Aufgabenbeschreibung
Kopiere sämtliche Zeilen unten wortgetreu und lass dabei die Bilder weg.

- - -

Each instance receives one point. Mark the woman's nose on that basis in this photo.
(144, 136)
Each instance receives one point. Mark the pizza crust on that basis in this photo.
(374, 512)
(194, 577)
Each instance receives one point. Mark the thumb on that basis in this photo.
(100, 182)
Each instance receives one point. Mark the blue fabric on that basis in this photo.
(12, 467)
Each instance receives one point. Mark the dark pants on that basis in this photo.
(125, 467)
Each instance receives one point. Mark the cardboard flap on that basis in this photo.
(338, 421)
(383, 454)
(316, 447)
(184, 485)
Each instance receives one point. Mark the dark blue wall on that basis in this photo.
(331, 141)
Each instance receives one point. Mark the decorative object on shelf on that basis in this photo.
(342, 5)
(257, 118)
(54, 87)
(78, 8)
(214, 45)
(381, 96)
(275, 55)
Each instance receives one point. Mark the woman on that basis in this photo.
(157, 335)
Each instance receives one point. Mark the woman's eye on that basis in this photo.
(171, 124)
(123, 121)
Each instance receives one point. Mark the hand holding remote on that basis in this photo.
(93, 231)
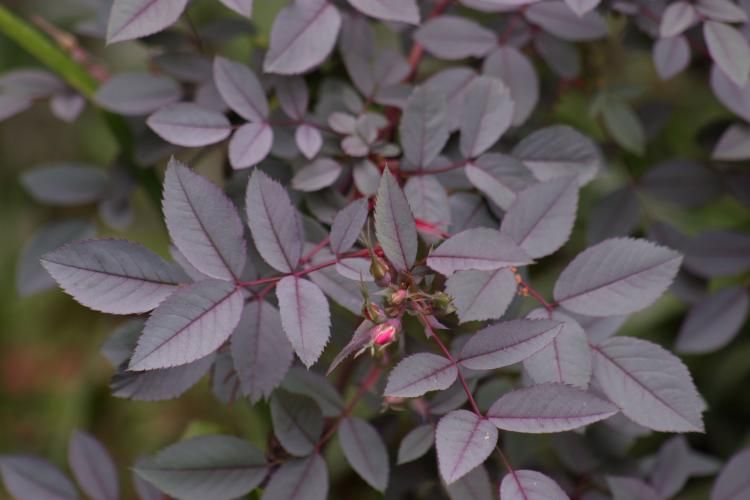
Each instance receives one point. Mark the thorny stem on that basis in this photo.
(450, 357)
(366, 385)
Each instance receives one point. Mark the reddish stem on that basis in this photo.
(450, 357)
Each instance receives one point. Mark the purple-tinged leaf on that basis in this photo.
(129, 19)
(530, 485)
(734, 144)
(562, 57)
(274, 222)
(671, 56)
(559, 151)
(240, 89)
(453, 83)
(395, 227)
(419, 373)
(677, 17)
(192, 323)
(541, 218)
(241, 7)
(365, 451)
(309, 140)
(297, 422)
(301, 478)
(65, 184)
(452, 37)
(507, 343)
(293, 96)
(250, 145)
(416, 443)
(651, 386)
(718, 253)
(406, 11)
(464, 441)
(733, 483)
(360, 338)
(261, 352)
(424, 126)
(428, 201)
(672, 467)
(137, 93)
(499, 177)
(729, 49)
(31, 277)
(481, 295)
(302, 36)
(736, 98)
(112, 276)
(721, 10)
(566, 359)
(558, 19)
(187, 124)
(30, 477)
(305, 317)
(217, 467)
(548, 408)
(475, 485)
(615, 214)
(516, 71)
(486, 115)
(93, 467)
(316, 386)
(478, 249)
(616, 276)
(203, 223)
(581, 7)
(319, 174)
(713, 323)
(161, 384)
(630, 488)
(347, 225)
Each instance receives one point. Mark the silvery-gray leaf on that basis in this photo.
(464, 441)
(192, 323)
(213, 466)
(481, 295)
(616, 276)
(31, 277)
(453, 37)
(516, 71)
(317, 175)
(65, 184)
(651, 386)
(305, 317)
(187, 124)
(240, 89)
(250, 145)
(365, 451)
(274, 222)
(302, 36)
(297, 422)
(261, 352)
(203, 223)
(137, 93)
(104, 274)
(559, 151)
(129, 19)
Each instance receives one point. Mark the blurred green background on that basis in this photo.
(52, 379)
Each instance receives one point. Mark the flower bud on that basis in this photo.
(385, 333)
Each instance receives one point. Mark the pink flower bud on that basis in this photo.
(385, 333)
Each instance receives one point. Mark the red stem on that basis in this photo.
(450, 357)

- - -

Vollständige Antwort
Each instance receives one point. Mark the woman's nose on that basis in this photo.
(144, 136)
Each instance receives one point. Mark the pizza crust on that basis in this photo.
(374, 512)
(194, 577)
Each instance receives one point. Mark the thumb on that basis in this photo.
(100, 182)
Each instance receives one point. Mark the blue fabric on that basis in this photo.
(12, 467)
Each instance receives one point. Mark the dark pants on that basis in this photo.
(125, 467)
Each instance receives one point. Mark the cardboard flap on that basis in this photo.
(338, 421)
(383, 454)
(316, 447)
(184, 485)
Each instance receives one point. Mark the dark blue wall on that basis in this photo.
(331, 141)
Each instance receives one point. Mark the decorative object on shelf on that basis in this photo.
(342, 5)
(257, 118)
(54, 87)
(78, 8)
(214, 45)
(381, 96)
(275, 55)
Each instance receives one point. Mark the woman on that basis in this photo.
(157, 335)
Each instance receives one point. Mark the woman's eye on that basis in this photo.
(171, 124)
(123, 121)
Each instance receives one point. Mark the hand holding remote on that basis in this photo.
(93, 231)
Each instance receives one point. Mark the thorny stem on that basis in this photo.
(450, 357)
(366, 385)
Each instance receives one point. Mark the reddish stem on that basis in this photo.
(450, 357)
Each instance receives one point. Mark the purple-tinged leaf on that basis in this photo.
(129, 19)
(530, 485)
(734, 144)
(562, 57)
(274, 222)
(671, 56)
(559, 151)
(240, 89)
(453, 83)
(395, 227)
(419, 373)
(677, 17)
(192, 323)
(541, 218)
(241, 7)
(365, 451)
(309, 140)
(297, 422)
(301, 478)
(65, 184)
(452, 37)
(507, 343)
(293, 96)
(250, 145)
(416, 443)
(651, 386)
(718, 253)
(406, 11)
(464, 441)
(733, 483)
(360, 338)
(261, 352)
(424, 126)
(428, 201)
(672, 467)
(137, 93)
(499, 177)
(729, 49)
(31, 277)
(481, 295)
(302, 36)
(736, 98)
(112, 276)
(721, 10)
(566, 359)
(558, 19)
(187, 124)
(30, 477)
(305, 317)
(217, 467)
(548, 408)
(475, 485)
(615, 214)
(516, 71)
(486, 115)
(93, 467)
(316, 386)
(478, 249)
(616, 276)
(203, 223)
(581, 7)
(319, 174)
(713, 323)
(161, 384)
(630, 488)
(347, 225)
Each instance receives one point. Mark the silvery-gray leaf on that basis in this photo.
(464, 441)
(192, 323)
(213, 466)
(481, 295)
(616, 276)
(31, 277)
(453, 37)
(516, 71)
(317, 175)
(65, 184)
(651, 386)
(305, 317)
(187, 124)
(240, 89)
(250, 145)
(365, 451)
(274, 222)
(302, 36)
(297, 422)
(261, 352)
(203, 223)
(137, 93)
(104, 274)
(559, 151)
(129, 19)
Each instance receives one point. Mark the blurred green background on that basis in this photo.
(52, 379)
Each instance receives one point. Mark the flower bud on that basis in this photo.
(385, 333)
Each instance receives one point. Mark the pink flower bud on that basis in this photo.
(385, 333)
Each instance receives one point. Mark the red stem on that basis in this photo.
(450, 357)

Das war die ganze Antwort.